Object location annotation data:
------------------------------------------------------------
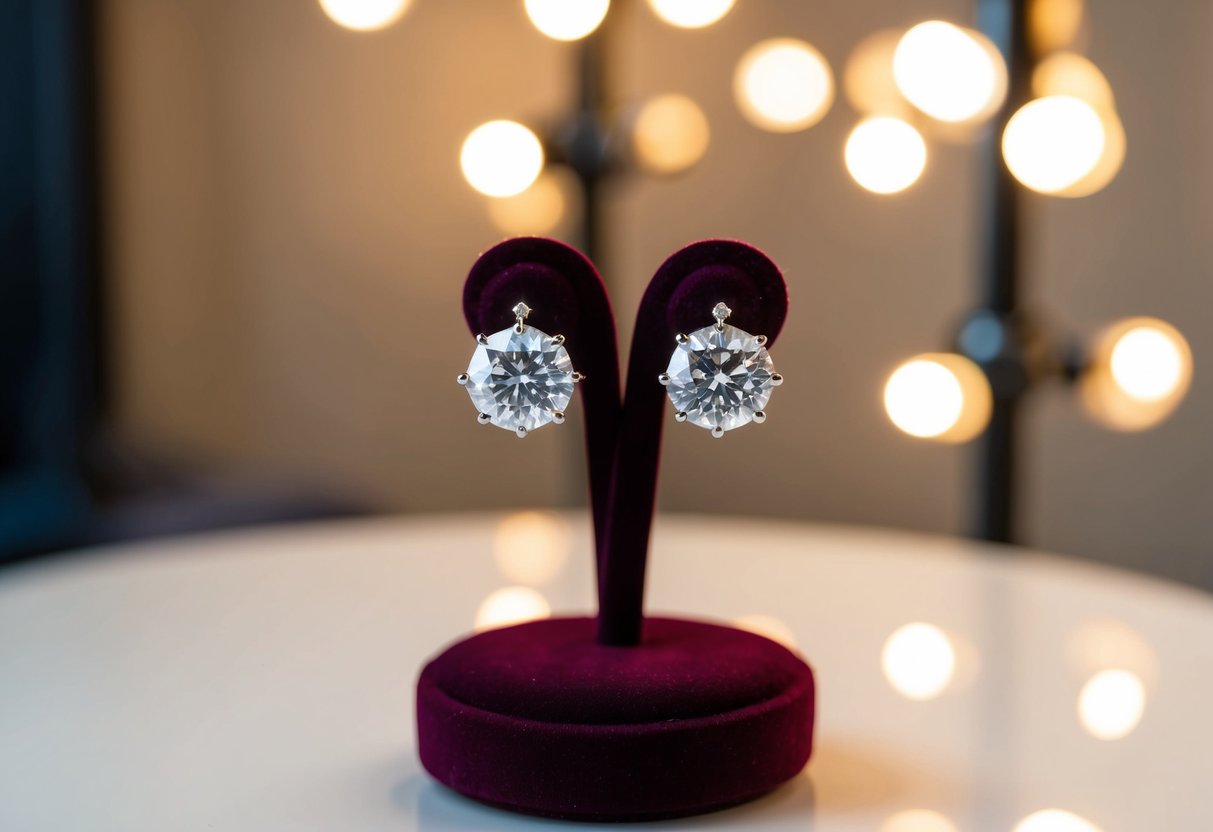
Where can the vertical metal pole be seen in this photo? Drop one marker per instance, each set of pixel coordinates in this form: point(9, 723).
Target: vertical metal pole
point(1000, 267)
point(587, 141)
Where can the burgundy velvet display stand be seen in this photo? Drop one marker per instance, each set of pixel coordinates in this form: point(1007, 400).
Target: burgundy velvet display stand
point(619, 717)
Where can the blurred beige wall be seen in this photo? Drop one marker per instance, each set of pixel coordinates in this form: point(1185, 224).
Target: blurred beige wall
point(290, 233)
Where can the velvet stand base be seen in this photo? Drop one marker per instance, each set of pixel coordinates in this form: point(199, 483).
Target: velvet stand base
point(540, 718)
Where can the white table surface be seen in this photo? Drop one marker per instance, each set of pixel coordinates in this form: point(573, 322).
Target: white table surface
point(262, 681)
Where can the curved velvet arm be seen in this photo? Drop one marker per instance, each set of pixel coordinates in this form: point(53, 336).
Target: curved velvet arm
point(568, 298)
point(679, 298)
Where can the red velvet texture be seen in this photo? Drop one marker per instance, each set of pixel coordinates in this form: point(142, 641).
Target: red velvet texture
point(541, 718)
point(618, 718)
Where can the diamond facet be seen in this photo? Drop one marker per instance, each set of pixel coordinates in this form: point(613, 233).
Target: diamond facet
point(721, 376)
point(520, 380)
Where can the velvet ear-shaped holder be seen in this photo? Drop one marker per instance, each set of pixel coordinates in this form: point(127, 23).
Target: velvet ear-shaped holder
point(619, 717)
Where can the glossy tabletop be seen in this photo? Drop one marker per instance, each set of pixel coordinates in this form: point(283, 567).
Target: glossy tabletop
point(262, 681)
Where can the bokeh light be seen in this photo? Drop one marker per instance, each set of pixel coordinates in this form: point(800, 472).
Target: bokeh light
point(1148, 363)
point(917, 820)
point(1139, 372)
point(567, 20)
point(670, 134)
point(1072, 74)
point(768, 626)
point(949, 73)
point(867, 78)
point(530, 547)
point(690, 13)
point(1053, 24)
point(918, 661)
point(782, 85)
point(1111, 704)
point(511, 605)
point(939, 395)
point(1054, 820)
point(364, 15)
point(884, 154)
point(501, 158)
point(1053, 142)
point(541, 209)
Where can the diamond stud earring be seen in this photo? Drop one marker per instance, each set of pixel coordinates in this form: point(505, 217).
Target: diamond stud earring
------------------------------------------------------------
Task requirements - Render every row above as a numbered list, omitting the blank lines and leaving the pictures out.

Finished exercise -
1. Where can the vertical metal pole be seen in this photo? Drop one marker per instance, each set of pixel coordinates in this form: point(9, 723).
2. Target: vertical metal pole
3. point(1000, 267)
4. point(587, 141)
5. Where can the burgundy velvet display stand be seen in this photo? Drop one marker per instance, each set of pixel coordinates in this form: point(1007, 400).
6. Target: burgundy velvet display stand
7. point(619, 717)
8. Where can the blurred beige wall be seen in this photo? Drop one marker per instance, each set of pixel coordinates in this form: point(1185, 224).
9. Target: blurred beige wall
10. point(290, 233)
11. Where can the velvet stand base be seen in this photo? Drop one marker per instance, each set of pixel coordinates in this form: point(199, 483).
12. Target: velvet stand base
13. point(540, 718)
14. Where can the white table surface be seen in this photo? Drop one marker per instance, each set of pixel coordinates in this form: point(573, 322).
15. Target: white table surface
16. point(262, 681)
17. Where can the curved velvet arm be seen in this photo? Drop one marker per instance, each set of pixel coordinates in this form: point(53, 336).
18. Target: curved velvet arm
19. point(568, 298)
20. point(679, 298)
21. Where can the red velvet texture be seen in this photo? Drop one marker per instance, each set of pixel coordinates in this form: point(142, 641).
22. Target: red velvet texture
23. point(541, 718)
24. point(618, 718)
25. Where can the diamond facet be seen in this photo? Drop one marker per instance, each set of pixel coordinates in this form: point(613, 233).
26. Target: diamond facet
27. point(721, 376)
28. point(520, 380)
29. Where can the velvet ear-shaped holder be seen in this photo? Drop one marker per instance, each set of pixel coordinates in this form: point(127, 23).
30. Target: velvet ear-shaped holder
31. point(619, 717)
32. Where can the glossy tabletop be seen in this photo? Drop one marker per instance, each set of pixel coordinates in this form: point(283, 567).
33. Target: glossy tabletop
34. point(262, 681)
35. Where can the bokeh light be seen in this photo? Drop one marker per instance, each set of pixel coordinates in this form: point(800, 472).
36. Target: bokeh light
37. point(1148, 363)
38. point(917, 820)
39. point(1139, 372)
40. point(567, 20)
41. point(670, 134)
42. point(1072, 74)
43. point(768, 626)
44. point(949, 73)
45. point(867, 78)
46. point(530, 547)
47. point(690, 13)
48. point(1053, 24)
49. point(918, 661)
50. point(782, 85)
51. point(1111, 704)
52. point(511, 605)
53. point(939, 395)
54. point(1054, 820)
55. point(364, 15)
56. point(884, 154)
57. point(501, 158)
58. point(1053, 142)
59. point(541, 209)
60. Where can the diamond stud earring be seen in this photo? Drop one marker per instance, each set of pixel coordinates in this form: point(505, 217).
61. Target: diamond stud earring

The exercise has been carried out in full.